BRIEF.
Transcribe the following records exactly, images excluded.

Point localization data
────────────────────
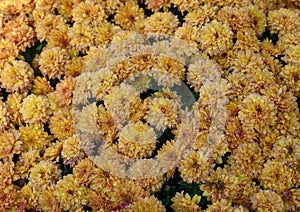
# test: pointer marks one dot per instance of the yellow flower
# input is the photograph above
(64, 91)
(283, 20)
(137, 140)
(72, 150)
(257, 112)
(160, 22)
(147, 204)
(9, 143)
(69, 194)
(61, 124)
(34, 109)
(184, 202)
(128, 14)
(52, 62)
(16, 76)
(267, 200)
(44, 175)
(33, 136)
(216, 38)
(88, 13)
(4, 116)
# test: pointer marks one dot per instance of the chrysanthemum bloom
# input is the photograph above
(283, 20)
(215, 38)
(201, 15)
(156, 5)
(188, 5)
(184, 202)
(267, 200)
(202, 71)
(128, 14)
(277, 176)
(16, 76)
(74, 66)
(26, 161)
(257, 112)
(286, 149)
(64, 91)
(147, 204)
(291, 76)
(61, 124)
(188, 32)
(44, 174)
(247, 60)
(236, 133)
(10, 143)
(41, 86)
(48, 201)
(163, 112)
(248, 158)
(53, 152)
(70, 195)
(222, 205)
(59, 37)
(195, 167)
(88, 12)
(221, 184)
(52, 62)
(119, 102)
(236, 17)
(246, 40)
(34, 109)
(5, 116)
(291, 199)
(82, 37)
(137, 140)
(33, 136)
(8, 194)
(160, 22)
(45, 25)
(71, 150)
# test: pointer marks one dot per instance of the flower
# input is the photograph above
(267, 200)
(137, 140)
(283, 20)
(160, 22)
(16, 76)
(201, 15)
(34, 109)
(220, 184)
(184, 202)
(128, 14)
(277, 176)
(52, 62)
(88, 13)
(257, 112)
(61, 124)
(4, 116)
(44, 175)
(155, 5)
(33, 136)
(41, 86)
(215, 38)
(248, 158)
(72, 151)
(64, 91)
(195, 167)
(69, 194)
(10, 143)
(202, 71)
(147, 204)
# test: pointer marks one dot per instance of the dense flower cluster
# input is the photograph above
(250, 61)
────────────────────
RESPONSE BOX.
# test: pointer marks one dot per instance of the yellow flower
# input is the photograph above
(64, 91)
(283, 20)
(137, 140)
(72, 150)
(257, 112)
(160, 22)
(147, 204)
(9, 143)
(69, 194)
(61, 124)
(34, 109)
(184, 202)
(128, 14)
(52, 62)
(16, 76)
(267, 200)
(44, 175)
(33, 136)
(216, 38)
(88, 13)
(4, 116)
# test: pointer marks one dot per instance of the chrysanthemum bloom
# input is the photograph above
(283, 20)
(215, 38)
(201, 15)
(156, 5)
(188, 5)
(184, 202)
(267, 200)
(202, 71)
(128, 14)
(277, 176)
(16, 76)
(74, 66)
(26, 161)
(257, 112)
(286, 149)
(64, 91)
(147, 204)
(291, 76)
(61, 124)
(188, 32)
(44, 174)
(247, 60)
(236, 133)
(10, 143)
(41, 86)
(48, 201)
(163, 112)
(248, 158)
(53, 152)
(70, 195)
(222, 205)
(59, 37)
(195, 167)
(88, 12)
(221, 184)
(52, 62)
(119, 102)
(236, 17)
(246, 40)
(34, 109)
(5, 116)
(291, 199)
(82, 37)
(137, 140)
(33, 136)
(8, 194)
(160, 22)
(45, 25)
(71, 150)
# test: pointer marks one dot per instance of the flower
# input is the photograph above
(267, 200)
(137, 140)
(283, 20)
(160, 22)
(16, 76)
(201, 15)
(34, 109)
(220, 184)
(184, 202)
(128, 14)
(277, 176)
(52, 62)
(88, 13)
(257, 112)
(61, 124)
(4, 116)
(44, 175)
(155, 5)
(33, 136)
(41, 86)
(215, 38)
(248, 158)
(72, 151)
(64, 91)
(195, 167)
(69, 194)
(10, 143)
(202, 71)
(147, 204)
# test: pointer marks one dot per instance of the dense flower cluster
# input is the photograph above
(250, 61)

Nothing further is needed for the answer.